>> BEGIN

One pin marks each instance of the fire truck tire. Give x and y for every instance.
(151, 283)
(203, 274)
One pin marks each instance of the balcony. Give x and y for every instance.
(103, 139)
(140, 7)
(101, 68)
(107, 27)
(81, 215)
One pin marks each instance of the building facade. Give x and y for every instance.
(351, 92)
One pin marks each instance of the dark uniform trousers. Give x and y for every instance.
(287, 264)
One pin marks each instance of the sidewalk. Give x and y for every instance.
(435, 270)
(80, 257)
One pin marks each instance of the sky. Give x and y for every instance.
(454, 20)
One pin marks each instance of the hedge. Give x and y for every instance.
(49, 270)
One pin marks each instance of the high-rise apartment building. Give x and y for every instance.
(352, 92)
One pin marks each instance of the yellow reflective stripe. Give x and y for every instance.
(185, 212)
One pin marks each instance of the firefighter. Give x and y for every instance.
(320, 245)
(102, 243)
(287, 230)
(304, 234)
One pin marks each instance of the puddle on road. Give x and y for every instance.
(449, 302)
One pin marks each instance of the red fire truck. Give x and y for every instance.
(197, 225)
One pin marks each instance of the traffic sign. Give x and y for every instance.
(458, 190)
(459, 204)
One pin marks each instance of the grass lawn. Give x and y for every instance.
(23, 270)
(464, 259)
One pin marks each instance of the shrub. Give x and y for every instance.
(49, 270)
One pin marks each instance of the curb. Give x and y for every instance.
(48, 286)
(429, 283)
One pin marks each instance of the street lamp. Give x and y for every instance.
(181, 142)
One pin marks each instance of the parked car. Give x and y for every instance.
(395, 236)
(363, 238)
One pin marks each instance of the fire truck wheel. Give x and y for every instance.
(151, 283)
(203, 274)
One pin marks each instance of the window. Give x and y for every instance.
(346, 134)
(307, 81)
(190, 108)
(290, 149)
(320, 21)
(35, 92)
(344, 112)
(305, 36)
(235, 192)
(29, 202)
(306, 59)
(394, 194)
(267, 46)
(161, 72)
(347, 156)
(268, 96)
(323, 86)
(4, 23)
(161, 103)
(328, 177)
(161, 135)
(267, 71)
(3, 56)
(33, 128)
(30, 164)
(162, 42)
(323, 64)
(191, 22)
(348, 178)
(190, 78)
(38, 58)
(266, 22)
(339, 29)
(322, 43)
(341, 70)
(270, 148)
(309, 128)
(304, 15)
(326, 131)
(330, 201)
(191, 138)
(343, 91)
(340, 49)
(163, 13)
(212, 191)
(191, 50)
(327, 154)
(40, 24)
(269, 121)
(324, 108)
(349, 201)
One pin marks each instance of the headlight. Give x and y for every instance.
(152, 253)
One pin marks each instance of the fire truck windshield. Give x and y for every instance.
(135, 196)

>> END

Work to do: Reproduce all of the data above line for line, keeping every character unchanged.

Completed exercise:
One pin marks each instance of the fire truck tire. Give x and y for every instance.
(151, 283)
(203, 274)
One pin marks each instance of the balcony. Give x and y for every instance.
(103, 139)
(140, 7)
(101, 68)
(107, 27)
(81, 215)
One pin marks each instance of the building facade. Give x and y for every instance.
(351, 92)
One pin marks each instance of the dark uniform trousers. Give x and y for every instance.
(287, 264)
One pin marks each instance of the sidewalk. Give x and y for every instance.
(435, 270)
(80, 257)
One pin marks each instance of the sky. Give x and y for every instance.
(454, 20)
One pin marks each instance of the hedge. Give x and y for every instance.
(49, 270)
One pin marks each instance of the high-rise apartment building. Give x and y for every instance.
(352, 92)
One pin marks each instance of the yellow reflective stripe. Give x and y for every instance.
(185, 212)
One pin marks each instance of the firefighter. Give x and y for every instance.
(320, 245)
(102, 243)
(287, 230)
(304, 234)
One pin marks each instance of the puddle on road. Give x and y for every instance.
(449, 302)
One pin marks each instance of the red fire truck. Give x and y for every instance.
(197, 225)
One pin marks each instance of the traffic sign. Give x and y for every instance.
(458, 190)
(459, 204)
One pin marks each instance of the grass lawn. Give x and y for every instance.
(23, 270)
(464, 259)
One pin marks each instance of the shrub. Give x and y for every instance.
(49, 270)
One pin marks each instance of the curb. Give x and y for every instance.
(48, 286)
(429, 283)
One pin marks each instance of the street lamp. Give x and y for every instance.
(181, 142)
One pin marks each instance of the parked car. Give x and y for every instance.
(395, 236)
(363, 238)
One pin marks each instance of the fire truck wheel. Give x and y for every instance.
(151, 283)
(203, 274)
One pin marks each instance of the window. Give x and y for every instance.
(346, 134)
(307, 81)
(190, 108)
(290, 149)
(320, 21)
(35, 92)
(344, 112)
(305, 36)
(235, 192)
(29, 202)
(306, 59)
(394, 194)
(267, 46)
(161, 72)
(347, 156)
(268, 96)
(323, 86)
(4, 23)
(161, 103)
(328, 177)
(161, 135)
(267, 71)
(3, 56)
(33, 128)
(30, 164)
(162, 42)
(323, 64)
(191, 22)
(348, 178)
(190, 78)
(38, 58)
(266, 22)
(339, 29)
(322, 43)
(341, 70)
(270, 148)
(309, 128)
(304, 15)
(326, 131)
(330, 201)
(191, 138)
(343, 91)
(340, 49)
(163, 13)
(212, 191)
(191, 50)
(327, 154)
(40, 24)
(269, 121)
(324, 108)
(349, 201)
One pin marks each instance of the headlight. Give x and y for every instance.
(152, 253)
One pin marks each instance of the fire truck windshield. Give x and y for every instance.
(135, 196)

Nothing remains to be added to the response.